• **DIRECTIONS**:
1 - Copy the power split device text word for word, starting with "Many correctly state" and going on through "some detailed examples.".
2 - Continue the power split device text from its last line.

• **QUOTED TEXT**:
===============

Power split device and electrical/mechanical power

Introduction

Many resources and threads exist that describe the Prius power split device. They correctly describe how RPMs can be calculated and how torque is split. But I did not find any that would correctly describe how the power is split. The solution seems easy at first: Power is RPM multiplied by torque.

Many correctly state that the engine torque is split about 28% to MG1 and 72% to the fixed gears of the final drive and MG2. They conclude that power is also split at the same ratio. I question that. Why? Because MG1/MG2/ICE almost never have identical RPMs. If you multiply the split torque with the correct RPM numbers you will see that power is almost never split 28/72%.

Let me first list some of the great resources I found on the power split device and HSD in general. Then I will give a compact summary of the necessary formulas to understand what I stated above. After that I have some detailed examples.

Resources
Toyota Prius - Power Split Device
prius.ecrostech.com/original/Understanding/PowerSplitDevice.htm
ICE to wheel transmission efficiency value at 60 mph | PriusChat
Introduction to Prius Power Flow | PriusChat
Two MG1 Questions | PriusChat
ecee.colorado.edu/~ecen5017/notes/OakRidge_2004Prius.pdf (Backup Link: www.osti.gov/scitech/biblio/890029)
info.ornl.gov/sites/publications/files/Pub26762.pdf
www.ae.pwr.wroc.pl/filez/20110606092430_HEV_Toyota.pdf

Compact summary of the formulas

In the Prius Gen 2 the two motors/generators and the engine are connected to the planetary gearset (power split device, PSD) as follows:

• sun gear = MG1

• carrier = engine (ICE)

===============

• **EXCERPTED RECORDS**:
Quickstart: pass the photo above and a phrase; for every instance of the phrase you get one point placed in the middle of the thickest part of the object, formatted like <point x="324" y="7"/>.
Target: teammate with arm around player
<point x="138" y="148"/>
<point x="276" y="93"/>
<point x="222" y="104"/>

===============

• **OUTPUTS**:
1 -
Many correctly state that the engine torque is split about 28% to MG1 and 72% to the fixed gears of the final drive and MG2. They conclude that power is also split at the same ratio. I question that. Why? Because MG1/MG2/ICE almost never have identical RPMs. If you multiply the split torque with the correct RPM numbers you will see that power is almost never split 28/72%.

Let me first list some of the great resources I found on the power split device and HSD in general. Then I will give a compact summary of the necessary formulas to understand what I stated above. After that I have some detailed examples.

2 -
• ring gear = MG2 and chain to the fixed gears of the final drive

RPM

The gear ratios between sun gear, carrier and ring gear are defined by to number of teeth of the sun gear (30 teeth) and ring gear (78 teeth). The number of teeth on the planetary gears have no effect on this.

If you know the RPMs of two components the RPM of the third component can be calculated:

• MG1_RPM = 3.6 * ICE_RPM - 2.6 * MG2_RPM

• MG2_RPM = (3.6 * ICE_RPM - MG1_RPM) / 2.6

• ICE_RPM = (MG1_RPM + 2.6 * MG2_RPM) / 3.6

The constants 2.6 and 3.6 result from the number of teeth:
2.6 = 78 / 30
3.6 = (78 + 30) / 30

Torque

The torque of MG1 can be calculated from the engine torque (as long as RPMs are constant):
MG1_TORQUE = ICE_TORQUE / -3.6 = ICE_TORQUE * -27.778 %

Notice the negative sign. This is not the torque transmitted by the engine, but the torque that MG1 has to generate as counterforce to keep the RPM constant. Toyota uses the same negative sign in the torque values transmitted over the CAN bus (see e. g. ScanGauge or Torque Pro App). So I keep consistent with that.

Power

Power is RPM multiplied by torque. I'm metric, so RPM is given in 1/min and torque as Nm. The power in kW can then be calculated as:

POWER = RPM * TORQUE / 9549.3

Examples

Now I'm going to calculate some examples with those formulas. Numbers are made up, but the scale is realistic. For each example I will calculate how much power of the engine is transmitted to MG1. The rest of the engine power of course goes to MG2 and the chain to the fixed gears of the final drive. To keep things simple I do not include mechanical loss or power consumption for auxiliaries.

Example 1
Prius is stationary and in D. The battery is being charged using the engine.

Given:
MG2_RPM = 0/min
ICE_RPM = 1600/min
ICE_TORQUE = 72 Nm

Result
MG1_RPM = 3.6 * 1600/min - 2.6 * 0/min = 5760/min
MG1_TORQUE = 72 Nm / -3.6 = -20 Nm
ICE_POWER = 1600/min * 72 Nm / 9549.3 = 12.06 kW
MG1_POWER = 5760/min * -20 Nm / 9549.3 = -12.06 kW
Portion of engine power transmitted to MG1: 100%

Discussion
Yes, this is a special case. But no special formulas are required. And yes, about 72% of the engine torque is going to the final drive chain (MG2 is not doing anything). The brakes keep the final drive from rotating, therefore the power going over that path is 0 kW, even if torque is going that path.
Only 1/3.6 (~28%) of the engine torque is transmitted to MG1. But at the same time the RPM of MG1 is 3.6 times the RPM of the engine. Therefore all the engine power is transmitted to MG1. Where else should it go?

Example 2
Prius is going uphill on a highway at constant speed.

Given:
MG2_RPM = 3300/min (~94 km/h, 58 MPH)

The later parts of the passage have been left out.